• Problem description
Pick out every line in the data below that includes the word "flower", and copy each of those lines.
>>>
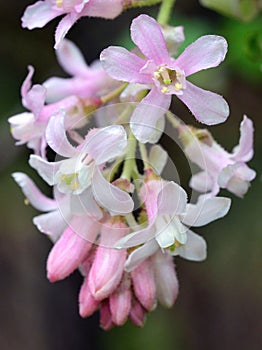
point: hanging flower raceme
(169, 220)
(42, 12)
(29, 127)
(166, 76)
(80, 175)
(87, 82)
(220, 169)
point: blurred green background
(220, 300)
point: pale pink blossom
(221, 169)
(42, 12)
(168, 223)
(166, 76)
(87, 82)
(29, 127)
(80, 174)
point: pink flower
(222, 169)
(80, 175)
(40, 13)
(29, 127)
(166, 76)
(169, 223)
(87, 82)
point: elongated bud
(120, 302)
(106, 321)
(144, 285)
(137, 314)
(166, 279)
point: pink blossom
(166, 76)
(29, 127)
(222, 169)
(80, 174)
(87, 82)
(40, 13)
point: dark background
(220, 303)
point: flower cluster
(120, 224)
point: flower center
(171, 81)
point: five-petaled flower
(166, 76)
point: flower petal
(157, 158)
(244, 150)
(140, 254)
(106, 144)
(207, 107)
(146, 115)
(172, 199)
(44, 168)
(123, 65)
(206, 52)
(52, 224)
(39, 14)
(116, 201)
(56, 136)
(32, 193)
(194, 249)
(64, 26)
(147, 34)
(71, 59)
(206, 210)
<<<
>>>
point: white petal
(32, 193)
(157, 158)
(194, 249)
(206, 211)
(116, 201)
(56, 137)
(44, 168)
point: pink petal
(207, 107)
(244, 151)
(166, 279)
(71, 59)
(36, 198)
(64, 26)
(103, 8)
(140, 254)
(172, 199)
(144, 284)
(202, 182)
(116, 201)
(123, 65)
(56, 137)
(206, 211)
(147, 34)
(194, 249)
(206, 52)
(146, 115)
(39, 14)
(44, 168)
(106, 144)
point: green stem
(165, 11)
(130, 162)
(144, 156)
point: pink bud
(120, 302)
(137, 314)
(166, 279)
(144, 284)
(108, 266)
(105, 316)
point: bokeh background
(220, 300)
<<<
>>>
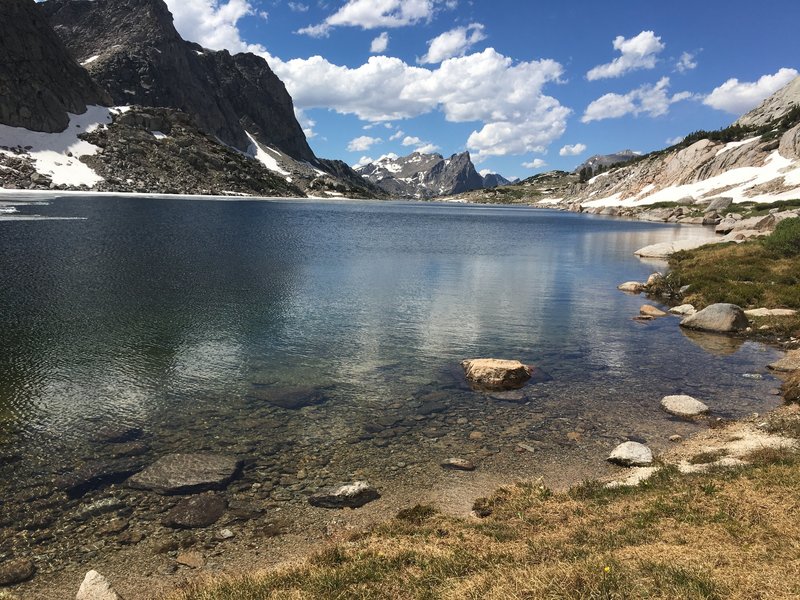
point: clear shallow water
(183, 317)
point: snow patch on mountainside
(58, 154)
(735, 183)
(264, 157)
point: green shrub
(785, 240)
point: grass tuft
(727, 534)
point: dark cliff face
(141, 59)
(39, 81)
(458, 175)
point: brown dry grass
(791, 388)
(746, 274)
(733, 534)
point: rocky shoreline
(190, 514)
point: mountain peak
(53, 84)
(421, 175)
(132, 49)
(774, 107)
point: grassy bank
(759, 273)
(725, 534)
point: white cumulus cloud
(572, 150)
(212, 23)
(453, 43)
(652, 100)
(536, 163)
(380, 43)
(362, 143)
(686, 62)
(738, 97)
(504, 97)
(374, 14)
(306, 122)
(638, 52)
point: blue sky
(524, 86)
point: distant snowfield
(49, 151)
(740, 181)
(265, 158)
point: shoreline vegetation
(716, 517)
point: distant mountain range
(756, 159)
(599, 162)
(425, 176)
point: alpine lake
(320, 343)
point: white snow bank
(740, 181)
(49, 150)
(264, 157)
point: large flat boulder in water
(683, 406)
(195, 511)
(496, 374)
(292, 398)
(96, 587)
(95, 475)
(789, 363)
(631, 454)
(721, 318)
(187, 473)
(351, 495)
<<<
• Answer for the task
point: hanging flower raceme
point: pink flower
point: flower cluster
point: flower center
point: five-petaled flower
point: flower petal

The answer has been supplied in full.